● Text for analysis
—————
You're unlikely to find the false bottom for the mash tun, but you'll probably find lots of books (usually for $1 or $2 each), clothes, garden tools, building materials, kitchen stuff, and even ordinary supplies like plastic bags and canned goods.

It takes time, of course. We often spend a good part of Friday or Saturday morning driving around (which takes gas, of course) to a couple of sales. But one advantage of not having a job is that you often have time.

As for movies -- we have a Roku box that hooks up to our TV (we don't have actual television), and it's gotten so that I don't even enjoy going to the theater anymore. Someone's always eating those disgusting nachos that smell so bad.

Now that I've outed myself as a cheapskate curmudgeon, all that's left is to wish you luck!

Paula said...

Miriam- I have been racking my brain for many months trying to figure out if I could do some sort of home-based business, but I haven't come up with anything good yet. I haven't given up on it yet though, because the jobs news for November was pretty bad and I'm not expecting to find anything soon. Maybe January will be better. But I'll keep thinking.

Tamar- the estate sales are always a good idea. I really want a fondue set (I haven't met a cheese I didn't like yet- oh wait, yes I did: jalapeno jack. Nacho cheese doesn't qualify as cheese, in my book) and have mentioned to Steve a couple of times that I want one- and the first thing he said the first time I mentioned is that we're not buying a new one and that those are always being thrown out in second hand stores. And don't worry about outing yourself as a cheapskate curmudgeon- I'm married to a grumpy cheapskate curmudgeon, so evidently I have a soft spot for them.

Joleen said...

Like Miriam, I read 'Your Money or Your Life' last year. I need to get back to practicing it again too. Paula - make a list of the things you love to do and your talents and then try to figure out how to make money doing them. Even it it's 'driving' - how many mom's need someone to pick up their kids after school and take them to after school care, or seniors who need a ride to the market, etc. . .

Jennifer Montero said...

I was going to add my considered comments about frugality and the joy of controlled consumerism, then I read Tamar's comment...You guys can get NACHOS at the MOVIES?!?!

Then I remembered one of my favorite jokes: what do you call cheese that isn't yours? Not'yo cheese! Geddit??

I'm so sorry about all that...I did just eat half a bag of doritos for the first time in years. I think the chemicals are making me a bit mental, and processed cheese-obsessed.

I was made redundant in 2009, just after our accident. Mike wasn't able to work without my help for nearly another year. We had to be frugal, not knowing if Mike would ever get well again or if I could get another job in this economy. And our house was tied to Mike's employ. It was a frightening time.

But we've never lived beyond our means, and I knew I could tighten my belt, and that I was employable. And we have socialised healthcare - a BIG relief.

But living frugally doesn't feel like a punishment; just the opposite. I get a kick out of repurposing things and finding creative solutions to a problem that someone else might simply throw money at to fix.

The more problem solving skills I develop, the more capable I feel. The more capable, the more self-reliant. And it's the self-reliance that makes me feel safe, content even. You can't buy that in any store.

I can take care of myself. I can make or fix a lot what I can't afford. And I'm forever surprised by how much I don't need.

I'm going to join you in writing down my expenditures, just to see how we're doing. In 2011, staying out of the red will be the new black for us. That was a great post.

Again I can only apologise for the cheese outbursts...

Toni aka irishlas said...

I think every little step you take is a step towards frugality. Even the smallest step. Hopefully, all those little steps make a leap and add up to a personal goal.

Early retirement. What a glorious goal that would be. Me, I'm shooting to retire at the "legal" government age of 66 years and 10 months. Seems like another lifetime away....

Great post, Paula. Lots of things to think about.
—————
● Material shown
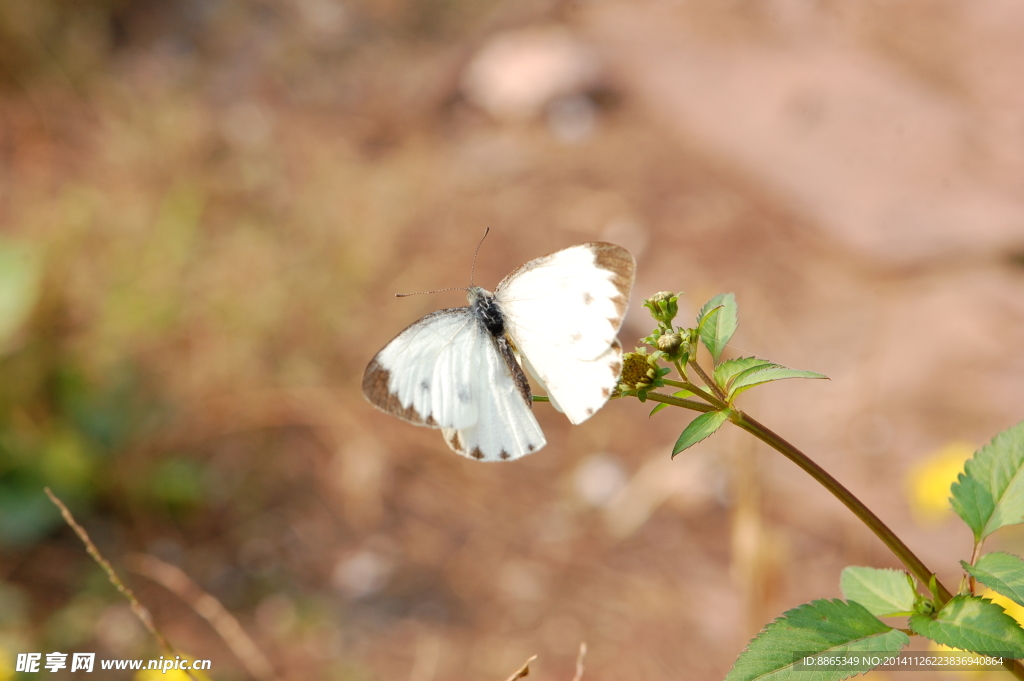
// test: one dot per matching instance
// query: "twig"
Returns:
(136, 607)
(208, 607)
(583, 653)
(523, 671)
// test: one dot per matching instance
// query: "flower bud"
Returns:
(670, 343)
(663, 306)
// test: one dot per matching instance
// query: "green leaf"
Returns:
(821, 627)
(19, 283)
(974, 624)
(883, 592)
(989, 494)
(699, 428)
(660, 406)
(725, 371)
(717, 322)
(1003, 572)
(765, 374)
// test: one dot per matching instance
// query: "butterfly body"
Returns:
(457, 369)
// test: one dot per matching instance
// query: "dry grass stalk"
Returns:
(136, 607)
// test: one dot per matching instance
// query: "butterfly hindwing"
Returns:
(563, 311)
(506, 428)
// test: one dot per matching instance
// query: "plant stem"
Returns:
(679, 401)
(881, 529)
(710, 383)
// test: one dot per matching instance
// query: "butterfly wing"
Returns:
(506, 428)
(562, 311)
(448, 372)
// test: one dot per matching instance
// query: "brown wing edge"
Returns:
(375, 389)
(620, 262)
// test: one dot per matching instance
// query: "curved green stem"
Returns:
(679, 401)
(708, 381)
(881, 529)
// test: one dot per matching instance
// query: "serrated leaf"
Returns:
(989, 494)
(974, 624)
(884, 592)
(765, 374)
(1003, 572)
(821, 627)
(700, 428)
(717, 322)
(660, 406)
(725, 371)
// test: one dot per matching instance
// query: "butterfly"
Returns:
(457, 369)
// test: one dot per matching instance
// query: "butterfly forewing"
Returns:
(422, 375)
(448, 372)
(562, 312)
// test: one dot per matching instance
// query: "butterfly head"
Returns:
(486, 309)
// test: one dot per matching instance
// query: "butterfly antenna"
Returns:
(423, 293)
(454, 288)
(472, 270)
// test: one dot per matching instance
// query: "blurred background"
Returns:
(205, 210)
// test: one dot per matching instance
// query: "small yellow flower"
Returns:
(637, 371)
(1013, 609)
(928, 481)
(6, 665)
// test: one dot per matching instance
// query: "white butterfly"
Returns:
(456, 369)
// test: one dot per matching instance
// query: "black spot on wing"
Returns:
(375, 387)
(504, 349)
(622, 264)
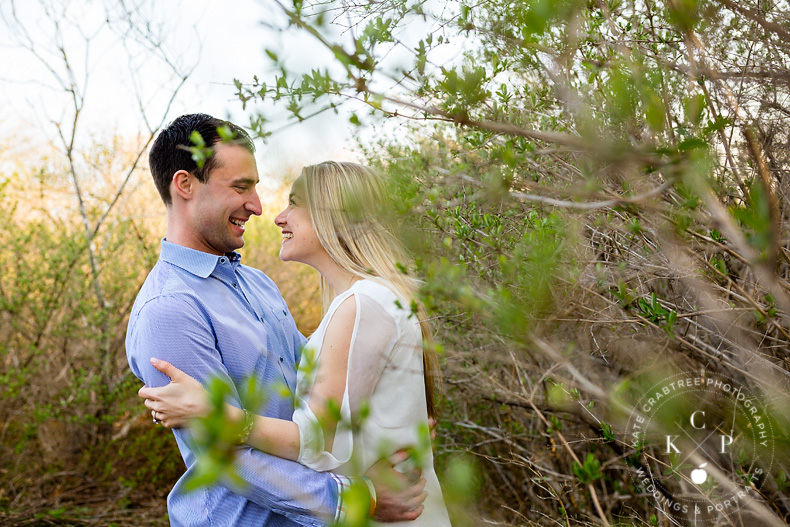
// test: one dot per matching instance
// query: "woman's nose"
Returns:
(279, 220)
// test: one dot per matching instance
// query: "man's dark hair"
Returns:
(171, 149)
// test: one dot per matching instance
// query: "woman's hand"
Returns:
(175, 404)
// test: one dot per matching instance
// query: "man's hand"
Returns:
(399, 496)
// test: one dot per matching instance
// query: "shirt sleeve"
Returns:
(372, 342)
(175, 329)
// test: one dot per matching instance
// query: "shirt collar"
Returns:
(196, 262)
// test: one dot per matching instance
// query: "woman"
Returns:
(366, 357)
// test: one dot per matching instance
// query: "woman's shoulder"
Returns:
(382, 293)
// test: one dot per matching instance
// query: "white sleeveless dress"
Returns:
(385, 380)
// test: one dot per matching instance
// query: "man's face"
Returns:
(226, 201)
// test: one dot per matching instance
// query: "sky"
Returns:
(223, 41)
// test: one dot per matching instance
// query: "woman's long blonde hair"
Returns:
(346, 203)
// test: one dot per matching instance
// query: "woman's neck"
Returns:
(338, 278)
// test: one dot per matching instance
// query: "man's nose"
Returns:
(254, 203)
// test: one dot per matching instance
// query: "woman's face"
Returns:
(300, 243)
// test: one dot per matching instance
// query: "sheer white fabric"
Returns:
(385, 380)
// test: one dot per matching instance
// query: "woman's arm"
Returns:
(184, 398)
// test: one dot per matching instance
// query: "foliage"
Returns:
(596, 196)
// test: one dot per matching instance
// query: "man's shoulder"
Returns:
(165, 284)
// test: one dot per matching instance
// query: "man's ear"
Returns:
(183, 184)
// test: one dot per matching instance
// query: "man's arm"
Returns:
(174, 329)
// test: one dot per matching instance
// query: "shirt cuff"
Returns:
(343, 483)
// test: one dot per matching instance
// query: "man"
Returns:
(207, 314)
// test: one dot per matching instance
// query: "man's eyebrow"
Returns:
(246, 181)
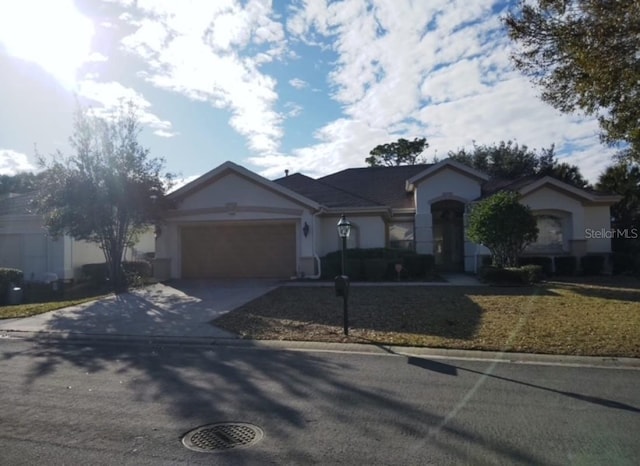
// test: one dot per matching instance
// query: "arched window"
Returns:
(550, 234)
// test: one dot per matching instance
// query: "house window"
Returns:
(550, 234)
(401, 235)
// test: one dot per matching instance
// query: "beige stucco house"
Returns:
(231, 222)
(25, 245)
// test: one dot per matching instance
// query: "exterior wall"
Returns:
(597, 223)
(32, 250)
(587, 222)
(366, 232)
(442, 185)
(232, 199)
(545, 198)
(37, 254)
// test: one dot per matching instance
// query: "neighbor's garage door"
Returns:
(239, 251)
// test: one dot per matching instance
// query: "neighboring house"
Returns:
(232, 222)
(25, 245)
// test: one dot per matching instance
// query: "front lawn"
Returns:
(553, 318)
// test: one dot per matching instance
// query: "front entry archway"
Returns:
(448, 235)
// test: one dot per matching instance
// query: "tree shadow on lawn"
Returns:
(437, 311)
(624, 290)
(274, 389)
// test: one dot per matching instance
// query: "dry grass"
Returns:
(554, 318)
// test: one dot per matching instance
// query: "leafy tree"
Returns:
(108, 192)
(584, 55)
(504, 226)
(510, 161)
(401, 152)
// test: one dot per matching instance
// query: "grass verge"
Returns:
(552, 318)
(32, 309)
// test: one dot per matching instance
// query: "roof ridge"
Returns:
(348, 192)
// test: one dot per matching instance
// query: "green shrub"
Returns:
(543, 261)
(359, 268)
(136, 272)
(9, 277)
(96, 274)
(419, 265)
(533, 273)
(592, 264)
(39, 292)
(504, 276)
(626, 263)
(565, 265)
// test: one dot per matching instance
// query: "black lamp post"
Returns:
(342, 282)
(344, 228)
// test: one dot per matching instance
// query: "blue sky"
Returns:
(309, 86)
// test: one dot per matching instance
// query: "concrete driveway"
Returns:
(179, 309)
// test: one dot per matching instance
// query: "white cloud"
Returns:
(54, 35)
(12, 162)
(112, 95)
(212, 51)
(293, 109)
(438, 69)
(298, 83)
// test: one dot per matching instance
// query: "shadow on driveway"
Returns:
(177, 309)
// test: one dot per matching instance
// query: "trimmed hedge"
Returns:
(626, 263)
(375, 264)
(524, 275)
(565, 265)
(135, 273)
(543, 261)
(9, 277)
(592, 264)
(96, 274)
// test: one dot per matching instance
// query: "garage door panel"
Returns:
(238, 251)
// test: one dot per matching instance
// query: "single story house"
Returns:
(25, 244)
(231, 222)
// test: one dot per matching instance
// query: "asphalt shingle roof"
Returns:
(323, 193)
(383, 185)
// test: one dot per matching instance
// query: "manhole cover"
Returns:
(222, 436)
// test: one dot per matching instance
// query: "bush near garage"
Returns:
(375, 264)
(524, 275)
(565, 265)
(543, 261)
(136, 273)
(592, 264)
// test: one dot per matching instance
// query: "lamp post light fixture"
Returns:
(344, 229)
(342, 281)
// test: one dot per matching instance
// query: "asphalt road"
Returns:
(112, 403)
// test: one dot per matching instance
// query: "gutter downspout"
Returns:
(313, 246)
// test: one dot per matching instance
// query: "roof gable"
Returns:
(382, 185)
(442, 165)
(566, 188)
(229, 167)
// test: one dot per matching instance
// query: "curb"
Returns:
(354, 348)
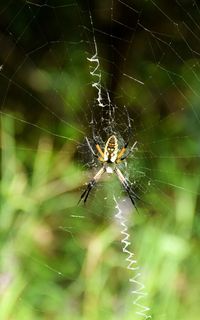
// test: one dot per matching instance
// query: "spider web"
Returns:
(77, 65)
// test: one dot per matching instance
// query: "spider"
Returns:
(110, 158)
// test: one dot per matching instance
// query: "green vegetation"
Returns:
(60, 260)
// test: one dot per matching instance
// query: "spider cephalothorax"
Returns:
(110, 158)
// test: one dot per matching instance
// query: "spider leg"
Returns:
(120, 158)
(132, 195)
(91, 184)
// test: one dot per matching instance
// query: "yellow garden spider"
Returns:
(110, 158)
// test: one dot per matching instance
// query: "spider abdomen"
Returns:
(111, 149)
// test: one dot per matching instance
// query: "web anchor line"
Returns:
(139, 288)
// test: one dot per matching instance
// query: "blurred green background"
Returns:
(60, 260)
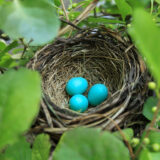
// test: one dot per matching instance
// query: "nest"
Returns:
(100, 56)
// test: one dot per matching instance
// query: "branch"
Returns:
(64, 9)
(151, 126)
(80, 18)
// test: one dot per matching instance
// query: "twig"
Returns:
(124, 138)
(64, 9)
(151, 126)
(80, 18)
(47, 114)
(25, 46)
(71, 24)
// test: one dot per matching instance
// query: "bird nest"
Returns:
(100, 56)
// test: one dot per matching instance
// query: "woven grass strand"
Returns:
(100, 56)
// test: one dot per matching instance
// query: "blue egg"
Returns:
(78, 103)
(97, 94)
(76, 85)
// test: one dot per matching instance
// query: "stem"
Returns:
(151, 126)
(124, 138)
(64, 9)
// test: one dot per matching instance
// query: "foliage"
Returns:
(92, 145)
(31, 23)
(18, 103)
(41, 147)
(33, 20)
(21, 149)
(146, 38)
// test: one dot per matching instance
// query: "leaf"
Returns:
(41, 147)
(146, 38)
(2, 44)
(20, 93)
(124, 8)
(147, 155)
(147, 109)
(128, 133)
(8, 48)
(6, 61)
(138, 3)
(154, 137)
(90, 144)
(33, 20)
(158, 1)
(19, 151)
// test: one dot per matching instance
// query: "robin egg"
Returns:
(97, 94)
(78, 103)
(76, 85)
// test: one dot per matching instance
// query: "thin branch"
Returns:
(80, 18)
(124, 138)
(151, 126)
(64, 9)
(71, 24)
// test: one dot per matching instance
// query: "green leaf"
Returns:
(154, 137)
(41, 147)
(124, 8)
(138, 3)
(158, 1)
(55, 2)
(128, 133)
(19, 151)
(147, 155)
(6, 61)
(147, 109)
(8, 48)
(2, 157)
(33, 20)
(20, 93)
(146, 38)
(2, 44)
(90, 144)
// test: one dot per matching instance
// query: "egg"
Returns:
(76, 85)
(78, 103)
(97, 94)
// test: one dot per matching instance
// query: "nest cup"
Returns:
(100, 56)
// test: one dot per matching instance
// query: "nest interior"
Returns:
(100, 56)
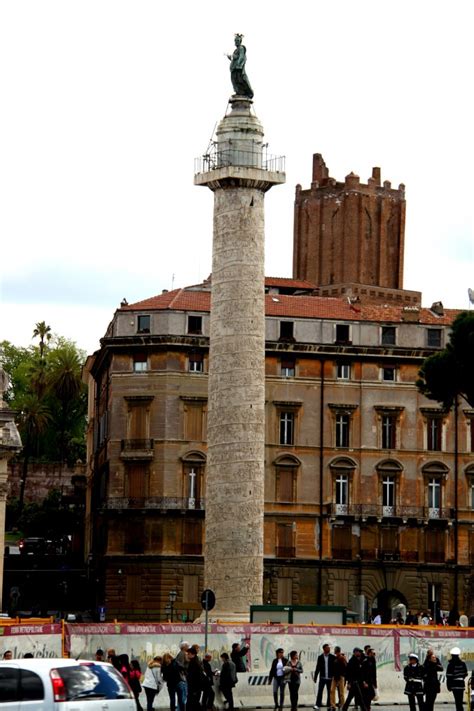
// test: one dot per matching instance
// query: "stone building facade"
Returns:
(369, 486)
—————
● Questions to answer
1: Rewrite the comments on frugality from "But living frugally" to "money at to fix.", putting "chore" in place of "punishment".
2: In the comments on frugality, what year was Jennifer Montero made redundant?

● Responses by task
1:
But living frugally doesn't feel like a chore; just the opposite. I get a kick out of repurposing things and finding creative solutions to a problem that someone else might simply throw money at to fix.

2: 2009